◆ Task statement ◆
Your answer is the lines below, exactly, from the one that contains "Target: red cricket ball" through the one that contains "it: point(365, 77).", both included.

◆ Records for this task ◆
Segment Open

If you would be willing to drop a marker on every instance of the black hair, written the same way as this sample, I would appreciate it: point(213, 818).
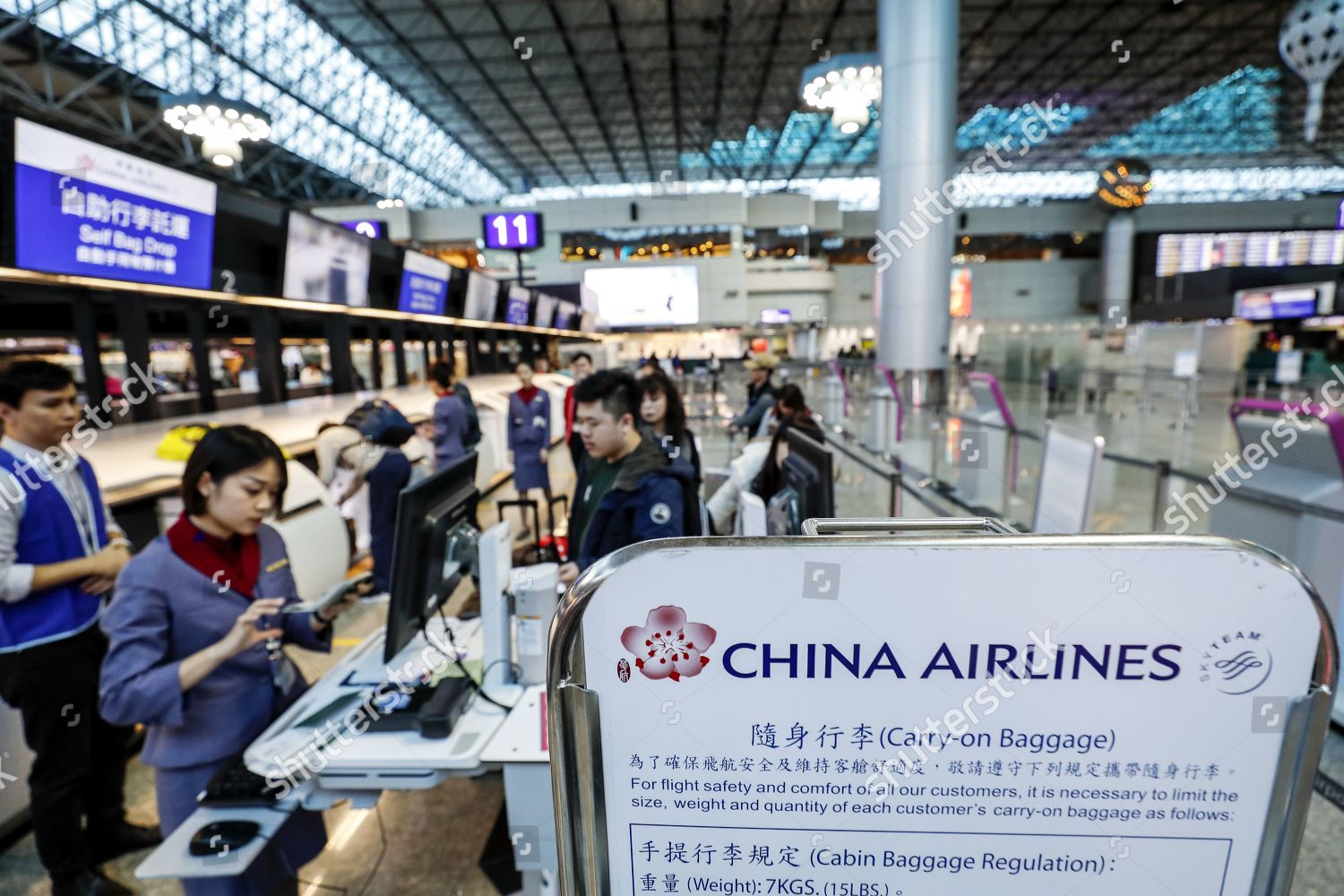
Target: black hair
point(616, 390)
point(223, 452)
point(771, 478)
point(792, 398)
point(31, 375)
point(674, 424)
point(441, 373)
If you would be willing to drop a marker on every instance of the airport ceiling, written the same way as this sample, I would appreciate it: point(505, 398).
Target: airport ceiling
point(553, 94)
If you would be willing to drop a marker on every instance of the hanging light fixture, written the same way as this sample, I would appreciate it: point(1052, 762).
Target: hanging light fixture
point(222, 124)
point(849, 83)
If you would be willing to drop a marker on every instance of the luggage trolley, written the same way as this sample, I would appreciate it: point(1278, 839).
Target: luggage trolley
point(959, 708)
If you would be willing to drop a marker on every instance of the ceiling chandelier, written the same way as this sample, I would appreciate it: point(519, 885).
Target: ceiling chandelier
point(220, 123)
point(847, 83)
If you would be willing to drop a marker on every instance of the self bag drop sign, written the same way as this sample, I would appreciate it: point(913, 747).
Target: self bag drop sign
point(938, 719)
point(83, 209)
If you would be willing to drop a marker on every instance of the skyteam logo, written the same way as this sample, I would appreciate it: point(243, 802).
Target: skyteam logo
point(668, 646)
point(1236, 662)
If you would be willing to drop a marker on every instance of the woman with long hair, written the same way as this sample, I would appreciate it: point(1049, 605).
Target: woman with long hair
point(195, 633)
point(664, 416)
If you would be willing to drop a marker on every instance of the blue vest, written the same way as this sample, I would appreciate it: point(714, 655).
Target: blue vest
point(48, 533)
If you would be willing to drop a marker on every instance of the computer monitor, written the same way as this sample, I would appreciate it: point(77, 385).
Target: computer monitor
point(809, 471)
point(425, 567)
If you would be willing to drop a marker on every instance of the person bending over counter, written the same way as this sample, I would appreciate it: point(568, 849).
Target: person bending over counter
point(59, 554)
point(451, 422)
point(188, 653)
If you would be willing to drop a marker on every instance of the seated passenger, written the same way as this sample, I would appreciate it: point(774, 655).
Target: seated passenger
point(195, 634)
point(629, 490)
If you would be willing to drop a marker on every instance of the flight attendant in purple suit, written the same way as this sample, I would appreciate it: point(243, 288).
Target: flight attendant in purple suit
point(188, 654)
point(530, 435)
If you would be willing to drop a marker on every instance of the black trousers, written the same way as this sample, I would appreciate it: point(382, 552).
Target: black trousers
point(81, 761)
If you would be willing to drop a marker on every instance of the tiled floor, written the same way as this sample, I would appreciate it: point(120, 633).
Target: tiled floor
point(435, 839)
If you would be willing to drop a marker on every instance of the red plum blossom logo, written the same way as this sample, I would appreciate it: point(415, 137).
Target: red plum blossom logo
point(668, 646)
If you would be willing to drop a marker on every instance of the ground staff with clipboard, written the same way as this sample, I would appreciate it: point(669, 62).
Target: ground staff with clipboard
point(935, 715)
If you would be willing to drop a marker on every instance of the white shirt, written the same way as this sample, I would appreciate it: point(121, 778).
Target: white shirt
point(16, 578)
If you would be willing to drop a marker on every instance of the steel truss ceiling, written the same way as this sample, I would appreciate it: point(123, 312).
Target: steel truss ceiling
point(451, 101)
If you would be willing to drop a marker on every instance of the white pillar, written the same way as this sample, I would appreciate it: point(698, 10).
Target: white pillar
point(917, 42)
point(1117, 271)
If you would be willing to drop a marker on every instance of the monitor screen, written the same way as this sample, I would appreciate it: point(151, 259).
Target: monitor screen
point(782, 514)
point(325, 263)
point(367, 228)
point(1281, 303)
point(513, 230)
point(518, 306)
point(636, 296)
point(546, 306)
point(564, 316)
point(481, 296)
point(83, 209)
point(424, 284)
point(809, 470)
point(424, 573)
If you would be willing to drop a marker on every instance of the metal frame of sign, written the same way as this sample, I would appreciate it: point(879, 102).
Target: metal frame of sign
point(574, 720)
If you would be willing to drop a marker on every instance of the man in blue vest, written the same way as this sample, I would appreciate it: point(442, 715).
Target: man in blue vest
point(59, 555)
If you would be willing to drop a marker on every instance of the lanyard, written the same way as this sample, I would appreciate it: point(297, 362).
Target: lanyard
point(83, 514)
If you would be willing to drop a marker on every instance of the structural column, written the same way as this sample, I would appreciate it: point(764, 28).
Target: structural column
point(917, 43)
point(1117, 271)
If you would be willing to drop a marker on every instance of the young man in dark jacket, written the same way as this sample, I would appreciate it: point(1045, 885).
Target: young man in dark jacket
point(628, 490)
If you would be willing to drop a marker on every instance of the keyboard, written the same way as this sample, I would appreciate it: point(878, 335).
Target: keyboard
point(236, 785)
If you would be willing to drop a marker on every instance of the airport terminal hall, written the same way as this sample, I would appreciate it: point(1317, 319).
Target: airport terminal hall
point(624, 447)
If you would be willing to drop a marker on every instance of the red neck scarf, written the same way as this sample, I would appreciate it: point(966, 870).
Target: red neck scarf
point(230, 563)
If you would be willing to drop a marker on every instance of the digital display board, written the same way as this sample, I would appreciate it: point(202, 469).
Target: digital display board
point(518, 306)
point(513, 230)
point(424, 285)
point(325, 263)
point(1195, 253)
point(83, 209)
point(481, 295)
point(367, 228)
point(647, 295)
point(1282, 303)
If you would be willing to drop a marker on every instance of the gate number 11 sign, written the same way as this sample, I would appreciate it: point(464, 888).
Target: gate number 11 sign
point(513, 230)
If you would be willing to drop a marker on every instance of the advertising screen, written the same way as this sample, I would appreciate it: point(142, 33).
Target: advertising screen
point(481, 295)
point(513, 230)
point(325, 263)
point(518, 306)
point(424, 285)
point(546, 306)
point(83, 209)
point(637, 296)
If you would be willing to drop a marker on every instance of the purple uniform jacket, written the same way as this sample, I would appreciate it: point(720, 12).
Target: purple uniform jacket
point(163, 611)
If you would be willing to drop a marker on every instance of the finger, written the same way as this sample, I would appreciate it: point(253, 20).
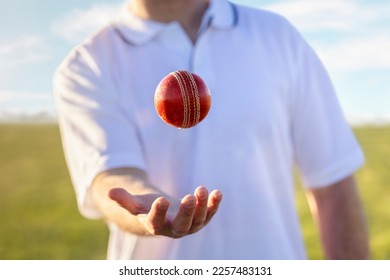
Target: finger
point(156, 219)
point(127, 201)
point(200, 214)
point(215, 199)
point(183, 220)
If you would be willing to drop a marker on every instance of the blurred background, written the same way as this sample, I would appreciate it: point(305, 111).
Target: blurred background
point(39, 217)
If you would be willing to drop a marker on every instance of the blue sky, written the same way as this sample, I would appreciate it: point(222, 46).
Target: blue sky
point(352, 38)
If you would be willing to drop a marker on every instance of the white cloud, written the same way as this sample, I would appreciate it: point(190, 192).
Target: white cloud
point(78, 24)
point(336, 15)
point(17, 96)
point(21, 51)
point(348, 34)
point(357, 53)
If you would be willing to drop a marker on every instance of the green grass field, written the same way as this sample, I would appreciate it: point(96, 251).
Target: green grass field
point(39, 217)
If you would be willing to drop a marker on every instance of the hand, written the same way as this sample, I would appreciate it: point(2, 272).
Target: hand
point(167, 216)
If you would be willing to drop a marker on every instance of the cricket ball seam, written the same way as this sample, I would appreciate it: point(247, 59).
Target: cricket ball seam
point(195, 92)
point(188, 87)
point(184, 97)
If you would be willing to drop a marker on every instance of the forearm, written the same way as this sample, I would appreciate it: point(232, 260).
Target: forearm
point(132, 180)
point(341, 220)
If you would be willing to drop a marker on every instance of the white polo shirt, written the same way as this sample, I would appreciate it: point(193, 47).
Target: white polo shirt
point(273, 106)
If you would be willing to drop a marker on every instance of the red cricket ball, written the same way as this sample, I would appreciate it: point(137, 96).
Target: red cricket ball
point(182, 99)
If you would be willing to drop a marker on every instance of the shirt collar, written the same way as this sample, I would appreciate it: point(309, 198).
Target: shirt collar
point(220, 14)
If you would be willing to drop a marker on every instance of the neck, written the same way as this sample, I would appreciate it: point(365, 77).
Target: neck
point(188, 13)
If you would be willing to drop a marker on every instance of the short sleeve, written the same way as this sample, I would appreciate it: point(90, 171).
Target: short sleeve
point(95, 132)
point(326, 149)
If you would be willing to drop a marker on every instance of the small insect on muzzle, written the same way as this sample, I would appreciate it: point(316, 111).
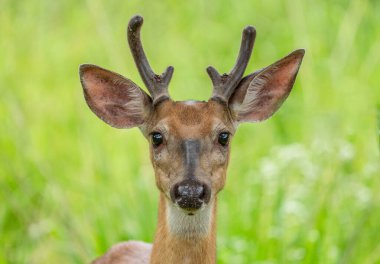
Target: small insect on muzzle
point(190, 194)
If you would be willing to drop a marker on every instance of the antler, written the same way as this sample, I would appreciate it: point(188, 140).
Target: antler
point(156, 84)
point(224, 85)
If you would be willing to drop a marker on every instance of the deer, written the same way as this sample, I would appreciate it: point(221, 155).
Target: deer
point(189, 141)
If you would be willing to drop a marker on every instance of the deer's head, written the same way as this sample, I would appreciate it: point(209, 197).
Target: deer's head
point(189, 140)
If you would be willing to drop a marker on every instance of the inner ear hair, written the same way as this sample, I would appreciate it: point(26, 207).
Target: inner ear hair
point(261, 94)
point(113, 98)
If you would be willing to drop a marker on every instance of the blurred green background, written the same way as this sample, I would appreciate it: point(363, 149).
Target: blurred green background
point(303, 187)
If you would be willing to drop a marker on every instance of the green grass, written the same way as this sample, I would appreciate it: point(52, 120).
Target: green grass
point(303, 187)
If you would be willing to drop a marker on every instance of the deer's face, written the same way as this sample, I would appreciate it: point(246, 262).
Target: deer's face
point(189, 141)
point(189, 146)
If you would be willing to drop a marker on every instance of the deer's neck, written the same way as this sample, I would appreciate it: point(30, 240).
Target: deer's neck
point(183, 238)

Segment Closed

◆ Written solution ◆
Target: red cricket ball
point(182, 99)
If you would be willing to drop a marker on every instance of the shirt collar, written the same way as this sample, I would appreciate it: point(309, 198).
Target: shirt collar
point(220, 14)
If you would be willing to drop a marker on every instance of the neck, written the same way as this sample, I would appreciate it: point(365, 77).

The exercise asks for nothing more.